[begin QUOTED TEXT]

Clients in the cloud 110 send requests 122 to one or more virtual IP (VIP) addresses 124. In one embodiment, the VIP addresses 124 exist as additional IP addresses to the node's regular host IP address; e.g., a node can be accessed by its VIP address(es) as well a by its regular host address. In a second embodiment the VIP is provided using NAT or a NAT-like system.
The provision of VIP addresses is implementation-dependent: in one embodiment, all services provided by the cluster are associated with the same VIP and port. A second embodiment associate only one VIP address with each network service, but a separate port. A third embodiment uses a separate VIP for each service.
Different virtual servers can be configured for different sets of physical services, such as TCP and UDP services in general. Protocol- or application-specific virtual servers that may be supported include HTTP, FTP, SSL, SSL BRIDGE, SSL TCP, NNTP, SIP, and DNS.
Within the cluster, the nodes 120(1)-120(n) have multiple interconnections. Each node 120(1)-120(n) is able to receive including requests 122. There are also request distribution channels 130 and one or more heartbeat channels 140 between the nodes 120(1)-120(n). One embodiment also includes a backup coordination method, such as a shared quorum partition, to provide communication and coordination services between the nodes. The nodes 120(1)-120(n) also have an outgoing connection 150 to the network cloud 110.
In some embodiments, the nodes 120(1)-120(n) are part of a multi-tier cluster system. In such an embodiment, the nodes 120(1)-120(n) are connected to another cluster system 152 providing other services. Either the nodes 120(1)-120(n) or other second-tier cluster system 152 may additionally be connected to one or more cluster storage systems 160. The cluster systems 152 and 160 may use an embodiment of the clustering system described herein or another clustering system. Further clustering tiers are also contemplated.
For example, one embodiment uses the cluster comprising nodes 120(1)-120(n) as a web serving cluster. Static content for the web clusters is available from a second cluster system, such as a high-availability networked storage system, accessible to the web cluster. Active content for the web cluster is provided by a relational database running on a third cluster system accessible to the nodes 120(1)-120(n). The third (database) cluster system may be backed by a fourth cluster system accessible to the third database cluster system. Services within any, all, or none of the second, third, or fourth cluster systems may use an embodiment of the clustering system described herein.
FIG. 2 and FIG. 3 focus on the nodes 120(1)-120(n), showing two different modes of operation. Specifically, among the nodes 120(1)-120(n), one node (e.g., node 120(1)) is designated as an incoming primary for a specific service. FIGS. 2 and 3 show two modes of interaction between the incoming primary and the other nodes, which are generally referred to as “servicing nodes.” In one embodiment, a single node is designated as an incoming primary for all services. In a second embodiment, each service has a different ode that is designated as the incoming primary. While in some embodiments, the incoming primary node may possess additional resources such resources are unnecessary; any node may act as an incoming primary as needed.
In describing certain aspects of each embodiment, certain functions are described as occurring within “modules.” Computing modules may be general-purpose, or they may have dedicated functions such as memory management, program flow, instruction processing, object storage, etc. These modules can be implemented in any way known in the art. For example, in one embodiment a module is implemented in a hardware circuit comprising custom VLSI circuits or gate arrays, of-the-shelf semiconductors such as logic chips, transistors, or other discrete components. One or more of the modules may also be implemented in programmable hardware devices such as field programmable gate arrays, programmable array logic, programmable logic devices or the like.

[end QUOTED TEXT]
[begin STORED DATA]

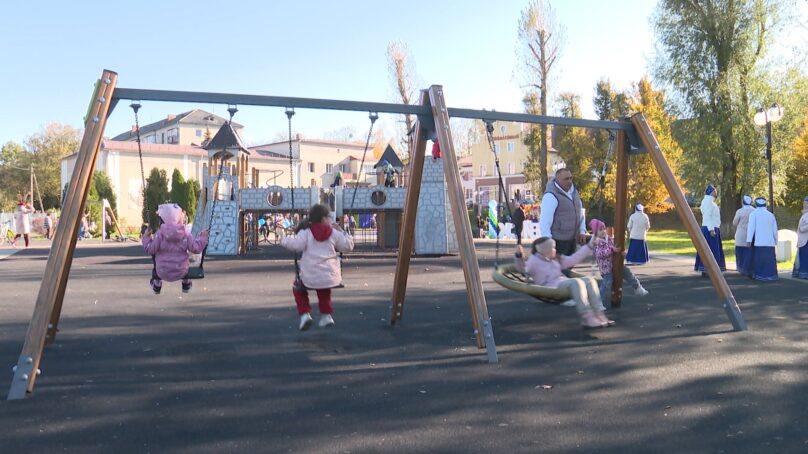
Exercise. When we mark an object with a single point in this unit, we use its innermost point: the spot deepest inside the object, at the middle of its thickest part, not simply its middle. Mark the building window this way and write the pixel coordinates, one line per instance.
(173, 135)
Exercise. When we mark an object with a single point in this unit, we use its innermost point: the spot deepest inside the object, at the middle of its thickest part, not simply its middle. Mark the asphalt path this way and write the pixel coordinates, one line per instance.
(224, 368)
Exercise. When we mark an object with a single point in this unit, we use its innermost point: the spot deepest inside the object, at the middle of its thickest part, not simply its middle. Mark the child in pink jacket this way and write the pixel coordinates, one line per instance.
(170, 248)
(319, 240)
(545, 267)
(604, 251)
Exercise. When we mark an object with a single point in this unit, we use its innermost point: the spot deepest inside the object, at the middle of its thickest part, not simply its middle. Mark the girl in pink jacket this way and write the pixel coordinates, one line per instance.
(604, 253)
(545, 268)
(170, 248)
(319, 240)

[end STORED DATA]

*EXERCISE TASKS*
**A)** In the text on server clusters, why does one embodiment include a backup coordination method such as a shared quorum partition? Answer in one to three sentences.
**B)** Summarize the text on server clusters in two sentences.
**C)** Extend the text on server clusters with a further paragraph that follows on from its final sentence.

*ANSWERS TO THE EXERCISE*
**A)** The backup coordination method is there to provide communication and coordination services between the nodes 120(1)-120(n).

**B)** Clients send requests to virtual IP addresses served by a cluster of interconnected nodes, which can form one tier of a larger system linked to other clusters for storage or databases. One node is designated the incoming primary for a service and interacts with the other servicing nodes, and functions are described as modules that may be built from hardware circuits or programmable devices.

**C)**
In another embodiment, one or more of the modules are implemented in software for execution by various types of processors. An identified module of executable code may, for instance, comprise on or more physical or logical blocks of computer instructions that may, for instance, be organized as an object, procedure, or function. Further, the executables of an identified module need not be physically located together, but may comprise disparate instructions stored in different locations that, when joined logically together, comprise the module and achieve the stated purpose for the module. A “module” of executable code could be a single instruction, or many instructions, and may even be distributed over several different code segments, among different programs, and across several memory devices. Similarly, operational data may be identified and illustrated herein within modules, and may be embodied in any suitable form and organized within ay suitable type of data structure. The operational data may be collected as a single data set or may be distributed over different locations including over different storage devices, and may exist, at least partially, merely as electronic signals on a system or network.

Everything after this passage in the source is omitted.